- Task to complete
Each line of the listing that includes the string "below" is to be identified and copied.
---- Given entries
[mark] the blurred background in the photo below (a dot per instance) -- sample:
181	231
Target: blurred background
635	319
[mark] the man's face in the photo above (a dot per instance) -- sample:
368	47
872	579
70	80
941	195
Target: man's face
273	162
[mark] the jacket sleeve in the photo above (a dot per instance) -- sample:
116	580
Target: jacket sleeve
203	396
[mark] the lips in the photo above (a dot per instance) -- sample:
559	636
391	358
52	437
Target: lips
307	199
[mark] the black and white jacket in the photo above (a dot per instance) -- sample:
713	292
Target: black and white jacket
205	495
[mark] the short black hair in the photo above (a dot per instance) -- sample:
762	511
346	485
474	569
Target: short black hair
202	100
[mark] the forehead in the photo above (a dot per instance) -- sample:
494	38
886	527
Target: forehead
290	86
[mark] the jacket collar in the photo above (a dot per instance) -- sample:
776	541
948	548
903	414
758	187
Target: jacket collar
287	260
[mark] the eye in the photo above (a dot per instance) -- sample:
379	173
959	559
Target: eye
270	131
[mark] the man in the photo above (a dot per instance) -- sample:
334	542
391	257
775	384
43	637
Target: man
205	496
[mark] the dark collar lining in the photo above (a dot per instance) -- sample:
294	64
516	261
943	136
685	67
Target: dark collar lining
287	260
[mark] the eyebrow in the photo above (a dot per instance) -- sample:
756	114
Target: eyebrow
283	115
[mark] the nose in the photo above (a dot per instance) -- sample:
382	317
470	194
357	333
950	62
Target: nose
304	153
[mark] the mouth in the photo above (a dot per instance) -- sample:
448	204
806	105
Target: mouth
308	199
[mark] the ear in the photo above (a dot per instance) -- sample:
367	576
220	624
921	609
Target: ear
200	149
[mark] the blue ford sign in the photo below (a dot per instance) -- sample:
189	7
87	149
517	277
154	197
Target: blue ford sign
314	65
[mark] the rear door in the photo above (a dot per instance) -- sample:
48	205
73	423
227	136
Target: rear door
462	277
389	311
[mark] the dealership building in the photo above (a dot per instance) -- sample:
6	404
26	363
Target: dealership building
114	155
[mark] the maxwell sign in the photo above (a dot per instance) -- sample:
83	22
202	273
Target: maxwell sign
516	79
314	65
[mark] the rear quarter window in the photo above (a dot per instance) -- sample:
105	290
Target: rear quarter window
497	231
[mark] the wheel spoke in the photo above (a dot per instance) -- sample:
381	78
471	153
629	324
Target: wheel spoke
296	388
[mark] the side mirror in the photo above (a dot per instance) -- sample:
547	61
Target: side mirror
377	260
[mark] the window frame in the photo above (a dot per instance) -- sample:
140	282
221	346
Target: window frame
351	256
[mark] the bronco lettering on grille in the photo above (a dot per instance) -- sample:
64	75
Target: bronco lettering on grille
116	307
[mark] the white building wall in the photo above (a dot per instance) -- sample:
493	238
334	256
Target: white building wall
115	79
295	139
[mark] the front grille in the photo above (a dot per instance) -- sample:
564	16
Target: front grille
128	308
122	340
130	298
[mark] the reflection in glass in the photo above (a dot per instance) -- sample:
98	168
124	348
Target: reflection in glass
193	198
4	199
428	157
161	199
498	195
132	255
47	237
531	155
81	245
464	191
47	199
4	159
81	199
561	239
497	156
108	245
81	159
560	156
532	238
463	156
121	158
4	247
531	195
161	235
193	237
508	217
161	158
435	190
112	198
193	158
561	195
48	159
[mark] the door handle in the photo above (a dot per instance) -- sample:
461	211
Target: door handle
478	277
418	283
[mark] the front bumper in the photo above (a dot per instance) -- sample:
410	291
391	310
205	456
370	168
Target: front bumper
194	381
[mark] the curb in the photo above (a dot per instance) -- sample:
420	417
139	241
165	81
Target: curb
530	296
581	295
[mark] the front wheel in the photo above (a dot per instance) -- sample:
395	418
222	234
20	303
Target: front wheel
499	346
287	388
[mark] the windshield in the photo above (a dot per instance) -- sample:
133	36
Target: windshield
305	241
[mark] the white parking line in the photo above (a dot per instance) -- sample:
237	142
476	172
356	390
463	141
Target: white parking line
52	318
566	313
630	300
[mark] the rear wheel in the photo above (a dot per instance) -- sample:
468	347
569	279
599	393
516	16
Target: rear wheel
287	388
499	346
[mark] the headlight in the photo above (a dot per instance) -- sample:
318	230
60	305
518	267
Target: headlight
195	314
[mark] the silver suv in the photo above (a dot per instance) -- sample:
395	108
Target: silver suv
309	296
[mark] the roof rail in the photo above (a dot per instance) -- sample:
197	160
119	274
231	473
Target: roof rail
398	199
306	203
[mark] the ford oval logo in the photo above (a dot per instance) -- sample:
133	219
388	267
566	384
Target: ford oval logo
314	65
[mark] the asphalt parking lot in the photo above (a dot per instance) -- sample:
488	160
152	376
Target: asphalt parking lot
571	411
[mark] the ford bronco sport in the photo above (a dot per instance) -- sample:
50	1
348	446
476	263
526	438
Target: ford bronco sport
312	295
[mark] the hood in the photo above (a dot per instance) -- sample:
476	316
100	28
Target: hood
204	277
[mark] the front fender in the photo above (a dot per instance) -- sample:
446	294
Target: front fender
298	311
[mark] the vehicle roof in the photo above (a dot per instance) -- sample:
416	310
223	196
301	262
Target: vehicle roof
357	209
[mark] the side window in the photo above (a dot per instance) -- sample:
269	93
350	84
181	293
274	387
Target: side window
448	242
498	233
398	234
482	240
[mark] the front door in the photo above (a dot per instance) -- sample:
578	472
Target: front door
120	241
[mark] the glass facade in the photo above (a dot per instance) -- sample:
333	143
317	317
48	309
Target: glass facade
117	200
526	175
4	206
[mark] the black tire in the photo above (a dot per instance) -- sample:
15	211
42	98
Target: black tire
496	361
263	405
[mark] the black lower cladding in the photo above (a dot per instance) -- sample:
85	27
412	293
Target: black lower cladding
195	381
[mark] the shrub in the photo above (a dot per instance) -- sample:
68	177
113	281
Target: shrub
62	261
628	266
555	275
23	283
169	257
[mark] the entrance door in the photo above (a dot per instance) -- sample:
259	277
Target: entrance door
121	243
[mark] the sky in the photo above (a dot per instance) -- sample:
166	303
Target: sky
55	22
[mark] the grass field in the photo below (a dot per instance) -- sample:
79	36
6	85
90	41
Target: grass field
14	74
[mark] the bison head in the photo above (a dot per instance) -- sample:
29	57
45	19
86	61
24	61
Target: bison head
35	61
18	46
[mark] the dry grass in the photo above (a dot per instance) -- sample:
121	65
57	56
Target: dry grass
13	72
--------
- Exercise response
[mark] the blurred background in the photo below (a dot per instance) -- sample:
[mark] the blue ford sign in the photo below (a dot per instance) -- sample:
[mark] the grass field in the photo below (a dot per instance) -- sample:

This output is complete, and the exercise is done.